## Goal A
Copy out the records from the line containing "object=woman in white dress" through the last line of the records, keeping the requests as they are, and add 128 to every bounding-box coordinate in the answers.

## Document text
========================================

Notes
2014-09-10
Here are my latest thoughts on compilers for low level languages
(I think C). I am a pretty big fan of the C language. What I like
with C is that when you write it and know your target platform you
have pretty good idea what the code generated will be. It is very
predictable. C was designed at a time where programs had to be very
simple, and this includes compilers. So C is trying to be as
expressive as possible while remaining very easy to compile.
It seems that this ideal is now slipping out of sight among
language users and compiler writers. Recently, a new family of
bugs has emerged, compilers exploit undefined behavior
as defined in the C standard to enable "optimizations".
This mail shows how GCC removes a check for overflow that has
undefined behavior without any warning. In the same vein,
this article describes a bug in the Linux kernel that was aggravated by
another undefined behavior based GCC optimization. Another recent article
tries to show how, in modern C, one should zero a piece
of memory. This problem is made hard by optimizing compilers
that know the semantics of memset and will
optimize it out if the it does not change the observational
behavior of C programs.
These different behaviors of compilers greatly impair the predictability,
and I think this is a real deal breaker for many people.
But why predictability is something important? Well, consider
the following function. If the compiler is predictable, the
memset call will be compiled down to assembly.
void f() {
char *p = malloc(512);
if (!p) return;
sensitivestuff(p);
memset(p, 0, 512);
free(p);
}
If only standard C is using this function, it is perfectly
fine to remove the memory clearing call to memset. But we are
not in a world where only well-behaved C calls C. This function
could very well be called by some malicious code that tries to
access back the memory just freed. In that case, not zeroing
the memory causes a security bug since sensitive information can
be accessed. So, "modern" compilers, when they do
their job, assume that all code is written in C and well behaved.
This is obviously not true in the real world, where abstraction
leaps exist and can be exploited.
The previous argument shows that predictability is essential
for security. Another important area where predictability is
important is performance evaluation. While basic optimizations
are critical, when C is used for embedded applications,
predictability of the compiler is usually preferred to crazy
compiler tricks. This is true for a simple reason, programmers
want to evaluate the cost of their programs at the C level
but what runs is the actual compiled code. These two abstraction
layers need to be related in some simple way for the analysis
on the high level to be relevant. Airbus, for example, uses
a custom GCC version with all optimizations disabled.
If I have to sum it up, I think simpler is better, and
compiler writers are taking a slippery path that could very
well lead their compilers to be unusable for many applications
where C used to shine. The focus is a lot more on a literal
and probably misguided interpretation of the standard than it
is on usability and relevance of compilers to today's
problems. And, to be honest, is any of the above
"optimizations" critical to any application that is not
a contrived benchmark?

========================================

## Available data
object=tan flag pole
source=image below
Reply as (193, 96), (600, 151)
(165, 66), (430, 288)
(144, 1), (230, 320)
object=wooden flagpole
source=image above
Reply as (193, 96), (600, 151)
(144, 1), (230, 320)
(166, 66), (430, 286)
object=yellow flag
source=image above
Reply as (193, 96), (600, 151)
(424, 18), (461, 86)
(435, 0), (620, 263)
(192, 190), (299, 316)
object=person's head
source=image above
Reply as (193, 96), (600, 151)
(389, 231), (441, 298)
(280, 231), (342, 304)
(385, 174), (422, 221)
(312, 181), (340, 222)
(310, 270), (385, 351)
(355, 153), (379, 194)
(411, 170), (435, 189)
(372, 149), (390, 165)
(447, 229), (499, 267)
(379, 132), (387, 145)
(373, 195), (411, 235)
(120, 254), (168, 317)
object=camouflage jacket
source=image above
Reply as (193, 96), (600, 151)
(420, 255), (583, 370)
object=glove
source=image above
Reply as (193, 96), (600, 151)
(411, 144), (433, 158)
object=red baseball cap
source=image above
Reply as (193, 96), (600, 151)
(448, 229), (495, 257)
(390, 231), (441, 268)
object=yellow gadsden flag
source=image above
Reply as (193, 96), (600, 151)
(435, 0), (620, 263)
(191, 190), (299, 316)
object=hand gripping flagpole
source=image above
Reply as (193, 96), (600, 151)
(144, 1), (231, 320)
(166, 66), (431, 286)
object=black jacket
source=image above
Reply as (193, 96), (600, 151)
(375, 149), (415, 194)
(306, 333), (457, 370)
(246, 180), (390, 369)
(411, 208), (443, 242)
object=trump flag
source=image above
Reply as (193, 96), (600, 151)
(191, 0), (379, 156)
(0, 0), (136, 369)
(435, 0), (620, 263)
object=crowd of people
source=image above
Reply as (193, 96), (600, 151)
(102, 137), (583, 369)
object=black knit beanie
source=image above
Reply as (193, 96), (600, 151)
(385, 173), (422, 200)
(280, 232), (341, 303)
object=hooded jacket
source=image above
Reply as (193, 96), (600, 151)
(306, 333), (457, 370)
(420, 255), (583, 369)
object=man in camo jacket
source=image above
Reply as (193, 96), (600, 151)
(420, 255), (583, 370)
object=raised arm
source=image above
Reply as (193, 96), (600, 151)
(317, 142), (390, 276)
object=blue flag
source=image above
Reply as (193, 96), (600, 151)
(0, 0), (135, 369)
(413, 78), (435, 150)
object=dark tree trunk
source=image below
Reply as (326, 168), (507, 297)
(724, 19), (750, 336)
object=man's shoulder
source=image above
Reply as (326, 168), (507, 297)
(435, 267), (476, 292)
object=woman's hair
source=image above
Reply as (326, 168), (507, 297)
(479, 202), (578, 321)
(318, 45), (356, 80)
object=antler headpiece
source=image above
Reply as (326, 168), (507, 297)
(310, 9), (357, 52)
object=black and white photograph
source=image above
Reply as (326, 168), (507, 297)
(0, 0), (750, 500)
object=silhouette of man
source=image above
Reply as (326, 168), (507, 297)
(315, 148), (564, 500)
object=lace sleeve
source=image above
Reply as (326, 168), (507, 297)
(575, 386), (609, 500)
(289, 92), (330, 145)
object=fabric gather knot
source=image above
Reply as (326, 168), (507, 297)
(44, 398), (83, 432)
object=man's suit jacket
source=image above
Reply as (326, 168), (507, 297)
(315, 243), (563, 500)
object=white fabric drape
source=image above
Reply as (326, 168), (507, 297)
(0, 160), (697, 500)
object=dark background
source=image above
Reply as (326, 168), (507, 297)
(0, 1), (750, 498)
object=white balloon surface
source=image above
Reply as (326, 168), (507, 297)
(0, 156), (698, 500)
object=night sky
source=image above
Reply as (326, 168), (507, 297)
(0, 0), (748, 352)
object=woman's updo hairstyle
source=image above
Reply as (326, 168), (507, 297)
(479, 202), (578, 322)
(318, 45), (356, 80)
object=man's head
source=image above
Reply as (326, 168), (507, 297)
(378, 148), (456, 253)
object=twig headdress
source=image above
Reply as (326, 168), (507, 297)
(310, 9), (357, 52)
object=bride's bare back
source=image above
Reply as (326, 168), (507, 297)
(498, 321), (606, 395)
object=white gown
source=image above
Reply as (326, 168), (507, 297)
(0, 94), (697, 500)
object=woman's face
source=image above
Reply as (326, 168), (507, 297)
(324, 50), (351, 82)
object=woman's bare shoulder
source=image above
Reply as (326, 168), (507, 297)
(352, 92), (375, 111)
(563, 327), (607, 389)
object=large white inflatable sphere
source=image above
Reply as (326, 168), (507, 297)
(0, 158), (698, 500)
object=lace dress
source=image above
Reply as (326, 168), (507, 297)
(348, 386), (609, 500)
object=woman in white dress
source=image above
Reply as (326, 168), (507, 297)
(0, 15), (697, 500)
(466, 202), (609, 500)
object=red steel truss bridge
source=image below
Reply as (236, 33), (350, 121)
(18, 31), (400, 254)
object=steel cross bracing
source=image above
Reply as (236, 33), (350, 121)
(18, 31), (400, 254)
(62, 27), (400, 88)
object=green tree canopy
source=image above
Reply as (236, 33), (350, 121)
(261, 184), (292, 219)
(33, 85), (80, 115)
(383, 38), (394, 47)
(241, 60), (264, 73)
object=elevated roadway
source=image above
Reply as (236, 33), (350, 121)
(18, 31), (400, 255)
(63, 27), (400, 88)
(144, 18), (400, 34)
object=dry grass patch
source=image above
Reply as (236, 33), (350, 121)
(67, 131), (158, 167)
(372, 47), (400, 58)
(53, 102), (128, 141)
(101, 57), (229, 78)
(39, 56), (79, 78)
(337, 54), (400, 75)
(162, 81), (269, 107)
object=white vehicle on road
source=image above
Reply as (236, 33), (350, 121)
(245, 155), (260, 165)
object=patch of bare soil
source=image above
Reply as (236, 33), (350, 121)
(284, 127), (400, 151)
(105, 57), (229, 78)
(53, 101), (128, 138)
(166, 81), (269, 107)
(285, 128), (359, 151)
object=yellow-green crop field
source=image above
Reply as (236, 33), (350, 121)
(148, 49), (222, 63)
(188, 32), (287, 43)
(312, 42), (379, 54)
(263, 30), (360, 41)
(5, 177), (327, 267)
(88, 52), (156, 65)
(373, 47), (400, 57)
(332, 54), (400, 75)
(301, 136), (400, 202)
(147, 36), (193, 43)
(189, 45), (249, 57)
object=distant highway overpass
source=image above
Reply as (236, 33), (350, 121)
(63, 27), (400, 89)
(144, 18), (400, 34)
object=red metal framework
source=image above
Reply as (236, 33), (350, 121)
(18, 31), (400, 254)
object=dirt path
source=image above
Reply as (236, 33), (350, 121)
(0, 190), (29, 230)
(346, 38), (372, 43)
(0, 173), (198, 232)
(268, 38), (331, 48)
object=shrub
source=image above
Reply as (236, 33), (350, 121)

========================================

## Goal B
According to the notes on C compilers, what compiler setup does Airbus use?

## Full answer A
object=woman in white dress
source=image above
Reply as (326, 168), (507, 297)
(128, 143), (825, 628)
(594, 330), (737, 628)
object=red steel truss bridge
source=image below
Reply as (236, 33), (350, 121)
(146, 159), (528, 382)
object=steel cross bracing
source=image above
Reply as (236, 33), (350, 121)
(146, 159), (528, 382)
(190, 155), (528, 216)
object=green tree canopy
source=image above
Reply as (236, 33), (350, 121)
(389, 312), (420, 347)
(161, 213), (208, 243)
(511, 166), (522, 175)
(369, 188), (392, 201)
object=elevated roadway
source=image above
Reply as (236, 33), (350, 121)
(146, 159), (528, 383)
(191, 155), (528, 216)
(272, 146), (528, 162)
object=dry grass patch
source=image above
Reply as (236, 33), (350, 121)
(195, 259), (286, 295)
(500, 175), (528, 186)
(181, 230), (256, 269)
(229, 185), (357, 206)
(167, 184), (207, 206)
(465, 182), (528, 203)
(290, 209), (397, 235)
object=white vehicle on road
source=image above
Reply as (236, 33), (350, 121)
(373, 283), (388, 293)
object=patch of bare soil
source=image above
Reply as (236, 33), (350, 121)
(412, 255), (528, 279)
(233, 185), (357, 206)
(181, 229), (256, 266)
(294, 209), (397, 235)
(413, 256), (487, 279)
object=yellow-green crop field
source=image above
Reply as (236, 33), (350, 121)
(276, 177), (350, 191)
(316, 160), (415, 171)
(440, 170), (507, 182)
(391, 158), (488, 169)
(133, 305), (455, 395)
(216, 180), (284, 193)
(501, 175), (528, 185)
(460, 182), (528, 203)
(429, 264), (528, 330)
(275, 164), (321, 171)
(317, 173), (377, 185)
object=distant highway overpass
source=image above
Reply as (236, 33), (350, 121)
(191, 155), (528, 217)
(272, 146), (528, 162)
object=red metal framework
source=image above
Reply as (236, 33), (350, 121)
(146, 159), (528, 382)
object=dirt path
source=image above
Reply as (236, 33), (350, 121)
(128, 318), (157, 358)
(474, 166), (500, 171)
(128, 301), (326, 360)
(396, 166), (459, 176)
object=shrub
source=image above
Reply as (236, 33), (350, 121)

## Full answer B
A custom GCC version with all optimizations disabled.